**Given instruction**
Write out all of the data below word for word, keeping every line in its original order.

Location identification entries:
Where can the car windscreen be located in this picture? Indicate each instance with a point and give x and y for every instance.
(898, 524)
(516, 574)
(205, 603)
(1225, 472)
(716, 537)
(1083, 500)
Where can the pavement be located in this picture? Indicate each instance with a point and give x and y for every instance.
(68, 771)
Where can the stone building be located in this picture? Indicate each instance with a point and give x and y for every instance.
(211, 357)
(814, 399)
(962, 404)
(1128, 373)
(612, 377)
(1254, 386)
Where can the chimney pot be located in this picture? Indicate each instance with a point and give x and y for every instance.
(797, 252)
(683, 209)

**Task answer**
Where can the car windscreen be located in this picture? Indicate each instance with a point and give x and y for every instance.
(898, 524)
(516, 574)
(205, 603)
(1225, 472)
(716, 537)
(1083, 500)
Where can the pavement be located in this picture? Indicate each instance with a point and give x and y for every instance.
(68, 771)
Where can the stone building be located in this picture? Indicate each instance with a point and give x and y for every instance.
(211, 357)
(814, 399)
(962, 404)
(1128, 373)
(612, 377)
(1254, 386)
Where can the chimney pot be located in this picture? Indicate each instance with a point and give x and y for every instance.
(797, 252)
(683, 209)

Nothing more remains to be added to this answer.